The answer is no, this is never an ultrafilter. This uses choice. We assume that the cofinality of $\kappa$ is bigger than $\omega$, else, $C$ has a subset of type $\omega$ cofinal (which is automatically club), and this can be split into two disjoint cofinal (therefore club) sets.

If the cofinality of $\kappa$ is larger than $\omega_1$, simply note that for any regular $\alpha<\kappa$, $\{\beta<\kappa:\beta$ has cofinality $\alpha\}$ is stationary, i.e., it meets every club (consider the $\alpha$-th member of the increasing enumeration of the club. These sets are disjoint for different $\alpha$, and if $\kappa>\omega_1$, there are at least two regular $\alpha$ below $\kappa$, namely $\omega$ and $\omega_1$. This shows that we can split $C$ into disjoint stationary sets (and therefore, neither is club, since a stat. set must meet every club).

▬▬▬

In the passage on splitting a club set, why is neither of the disjoint stationary sets into which $C$ is split a club? The records that come next have no connection to the passage on splitting a club set.

▬▬▬

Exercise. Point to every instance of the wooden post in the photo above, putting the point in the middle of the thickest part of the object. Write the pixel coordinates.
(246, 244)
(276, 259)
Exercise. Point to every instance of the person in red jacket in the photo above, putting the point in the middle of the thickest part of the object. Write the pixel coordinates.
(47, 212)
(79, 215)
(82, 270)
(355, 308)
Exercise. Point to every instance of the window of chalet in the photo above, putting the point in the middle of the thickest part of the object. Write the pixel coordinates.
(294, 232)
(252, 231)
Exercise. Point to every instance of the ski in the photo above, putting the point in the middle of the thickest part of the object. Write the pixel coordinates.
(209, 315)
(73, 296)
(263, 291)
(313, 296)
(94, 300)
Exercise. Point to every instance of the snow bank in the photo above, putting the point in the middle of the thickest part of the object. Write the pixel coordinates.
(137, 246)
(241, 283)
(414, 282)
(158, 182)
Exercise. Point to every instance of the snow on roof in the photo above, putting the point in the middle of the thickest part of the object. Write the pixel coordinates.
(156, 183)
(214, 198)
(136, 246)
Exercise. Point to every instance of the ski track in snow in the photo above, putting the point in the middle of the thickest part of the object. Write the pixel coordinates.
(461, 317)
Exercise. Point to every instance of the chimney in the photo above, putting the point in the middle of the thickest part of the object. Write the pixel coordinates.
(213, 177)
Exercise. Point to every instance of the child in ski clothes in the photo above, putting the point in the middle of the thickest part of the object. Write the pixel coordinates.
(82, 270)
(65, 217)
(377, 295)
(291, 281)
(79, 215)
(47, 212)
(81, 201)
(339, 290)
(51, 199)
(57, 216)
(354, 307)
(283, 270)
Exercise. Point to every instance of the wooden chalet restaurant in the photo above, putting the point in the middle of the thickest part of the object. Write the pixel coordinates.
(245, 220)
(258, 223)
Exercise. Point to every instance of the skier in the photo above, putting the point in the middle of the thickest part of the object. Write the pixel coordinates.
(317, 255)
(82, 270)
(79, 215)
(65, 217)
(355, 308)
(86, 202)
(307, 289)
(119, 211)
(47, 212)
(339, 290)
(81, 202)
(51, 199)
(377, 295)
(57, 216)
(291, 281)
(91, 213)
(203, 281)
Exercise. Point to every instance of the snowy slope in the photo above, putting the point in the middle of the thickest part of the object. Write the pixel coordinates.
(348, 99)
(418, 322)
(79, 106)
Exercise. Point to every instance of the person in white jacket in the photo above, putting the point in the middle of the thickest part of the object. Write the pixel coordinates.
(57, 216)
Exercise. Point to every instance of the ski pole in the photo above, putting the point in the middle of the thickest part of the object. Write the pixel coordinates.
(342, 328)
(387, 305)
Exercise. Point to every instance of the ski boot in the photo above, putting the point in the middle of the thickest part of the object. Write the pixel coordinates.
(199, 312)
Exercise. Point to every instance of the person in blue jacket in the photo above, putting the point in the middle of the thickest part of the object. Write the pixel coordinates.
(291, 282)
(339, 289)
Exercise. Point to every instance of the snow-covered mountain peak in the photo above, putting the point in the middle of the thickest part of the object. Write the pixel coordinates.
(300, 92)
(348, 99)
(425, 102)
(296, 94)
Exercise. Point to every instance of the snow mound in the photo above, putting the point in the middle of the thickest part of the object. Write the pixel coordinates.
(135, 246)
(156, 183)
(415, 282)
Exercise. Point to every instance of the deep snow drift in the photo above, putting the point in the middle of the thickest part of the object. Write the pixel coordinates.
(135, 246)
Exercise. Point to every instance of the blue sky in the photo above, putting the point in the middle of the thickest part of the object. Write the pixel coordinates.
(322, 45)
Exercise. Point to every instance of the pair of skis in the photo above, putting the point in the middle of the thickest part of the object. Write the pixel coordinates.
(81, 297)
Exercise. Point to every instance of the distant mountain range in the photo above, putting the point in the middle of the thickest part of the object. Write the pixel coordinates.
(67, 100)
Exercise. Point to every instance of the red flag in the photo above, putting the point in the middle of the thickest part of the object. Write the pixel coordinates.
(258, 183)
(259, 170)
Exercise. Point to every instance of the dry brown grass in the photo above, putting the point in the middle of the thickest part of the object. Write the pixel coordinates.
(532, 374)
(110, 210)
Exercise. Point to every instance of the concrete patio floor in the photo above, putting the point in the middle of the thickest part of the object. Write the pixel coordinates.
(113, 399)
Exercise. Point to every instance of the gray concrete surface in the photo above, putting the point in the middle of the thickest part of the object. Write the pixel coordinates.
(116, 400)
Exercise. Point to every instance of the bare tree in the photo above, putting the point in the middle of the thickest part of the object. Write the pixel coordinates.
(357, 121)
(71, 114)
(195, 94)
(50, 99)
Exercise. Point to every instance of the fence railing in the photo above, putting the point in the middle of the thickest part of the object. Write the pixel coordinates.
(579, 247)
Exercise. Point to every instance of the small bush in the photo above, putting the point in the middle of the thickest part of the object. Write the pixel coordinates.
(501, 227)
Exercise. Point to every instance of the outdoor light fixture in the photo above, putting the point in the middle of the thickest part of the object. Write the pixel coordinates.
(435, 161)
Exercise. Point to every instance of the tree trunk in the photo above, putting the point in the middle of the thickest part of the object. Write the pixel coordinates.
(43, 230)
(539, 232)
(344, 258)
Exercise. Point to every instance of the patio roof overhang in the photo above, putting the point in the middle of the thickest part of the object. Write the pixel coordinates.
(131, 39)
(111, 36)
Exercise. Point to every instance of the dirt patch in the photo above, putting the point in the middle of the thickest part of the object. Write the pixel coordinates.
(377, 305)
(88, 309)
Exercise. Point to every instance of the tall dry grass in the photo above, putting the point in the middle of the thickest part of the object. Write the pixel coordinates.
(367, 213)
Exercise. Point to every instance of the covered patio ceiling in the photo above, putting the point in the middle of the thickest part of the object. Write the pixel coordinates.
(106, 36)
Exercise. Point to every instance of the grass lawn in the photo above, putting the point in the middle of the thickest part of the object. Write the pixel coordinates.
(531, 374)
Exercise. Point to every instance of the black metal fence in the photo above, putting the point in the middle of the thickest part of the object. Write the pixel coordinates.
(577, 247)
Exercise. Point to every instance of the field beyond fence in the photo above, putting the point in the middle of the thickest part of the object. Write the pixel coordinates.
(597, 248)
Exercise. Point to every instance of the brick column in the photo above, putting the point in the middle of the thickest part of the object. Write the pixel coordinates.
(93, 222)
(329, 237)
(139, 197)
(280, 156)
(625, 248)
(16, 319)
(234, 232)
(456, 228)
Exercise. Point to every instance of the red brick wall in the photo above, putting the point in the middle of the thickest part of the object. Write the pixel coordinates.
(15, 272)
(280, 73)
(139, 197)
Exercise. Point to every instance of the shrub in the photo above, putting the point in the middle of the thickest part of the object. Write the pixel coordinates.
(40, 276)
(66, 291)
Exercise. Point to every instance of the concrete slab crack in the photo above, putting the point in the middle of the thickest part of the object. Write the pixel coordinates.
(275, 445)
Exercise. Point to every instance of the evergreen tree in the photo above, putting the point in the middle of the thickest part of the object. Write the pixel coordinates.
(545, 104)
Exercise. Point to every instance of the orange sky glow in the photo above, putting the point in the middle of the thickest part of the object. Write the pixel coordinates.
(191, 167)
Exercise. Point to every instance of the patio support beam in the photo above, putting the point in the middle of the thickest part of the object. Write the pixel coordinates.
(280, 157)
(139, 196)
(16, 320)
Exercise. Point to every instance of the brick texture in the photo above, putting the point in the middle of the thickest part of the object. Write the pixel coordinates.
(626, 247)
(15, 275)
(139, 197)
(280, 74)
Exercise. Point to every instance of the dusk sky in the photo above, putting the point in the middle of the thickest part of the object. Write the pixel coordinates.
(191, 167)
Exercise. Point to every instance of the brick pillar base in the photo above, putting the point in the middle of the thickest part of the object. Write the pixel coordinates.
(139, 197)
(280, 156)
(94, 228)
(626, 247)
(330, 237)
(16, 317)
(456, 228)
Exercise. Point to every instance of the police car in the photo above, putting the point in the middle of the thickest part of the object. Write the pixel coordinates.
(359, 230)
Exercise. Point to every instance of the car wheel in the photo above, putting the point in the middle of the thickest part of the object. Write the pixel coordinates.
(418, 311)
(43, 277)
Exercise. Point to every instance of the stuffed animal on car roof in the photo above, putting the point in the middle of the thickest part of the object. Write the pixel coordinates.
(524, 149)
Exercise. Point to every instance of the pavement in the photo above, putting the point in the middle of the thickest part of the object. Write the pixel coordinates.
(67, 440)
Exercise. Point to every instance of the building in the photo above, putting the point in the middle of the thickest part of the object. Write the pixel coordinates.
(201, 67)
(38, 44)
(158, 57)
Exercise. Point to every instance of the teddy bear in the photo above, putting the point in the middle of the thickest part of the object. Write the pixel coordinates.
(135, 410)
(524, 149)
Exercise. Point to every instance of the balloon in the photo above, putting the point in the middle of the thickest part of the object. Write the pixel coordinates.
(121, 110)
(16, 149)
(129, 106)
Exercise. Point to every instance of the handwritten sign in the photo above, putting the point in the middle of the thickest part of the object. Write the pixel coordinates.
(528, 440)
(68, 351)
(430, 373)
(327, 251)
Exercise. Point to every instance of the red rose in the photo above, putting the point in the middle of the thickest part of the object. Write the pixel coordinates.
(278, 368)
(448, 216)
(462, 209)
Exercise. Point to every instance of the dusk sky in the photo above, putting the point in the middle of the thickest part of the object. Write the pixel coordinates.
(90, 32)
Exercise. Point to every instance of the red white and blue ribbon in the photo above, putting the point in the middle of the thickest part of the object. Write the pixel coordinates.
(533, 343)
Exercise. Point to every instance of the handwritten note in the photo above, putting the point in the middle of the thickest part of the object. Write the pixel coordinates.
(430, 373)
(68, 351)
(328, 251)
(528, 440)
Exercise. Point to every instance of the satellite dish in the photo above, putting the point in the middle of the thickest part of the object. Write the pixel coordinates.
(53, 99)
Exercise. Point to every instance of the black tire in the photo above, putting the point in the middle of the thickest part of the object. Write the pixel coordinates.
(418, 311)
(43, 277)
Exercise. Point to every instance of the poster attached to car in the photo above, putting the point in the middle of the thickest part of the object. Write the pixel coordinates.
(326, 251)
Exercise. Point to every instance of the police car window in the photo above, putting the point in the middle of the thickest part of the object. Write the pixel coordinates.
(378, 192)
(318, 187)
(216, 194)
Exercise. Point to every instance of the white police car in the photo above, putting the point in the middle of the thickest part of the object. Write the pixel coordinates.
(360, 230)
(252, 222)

▬▬▬

- _Result below_
A stationary set must meet every club. If one of the disjoint pieces were a club, the other stationary piece would have to meet it, which is impossible because the pieces are disjoint.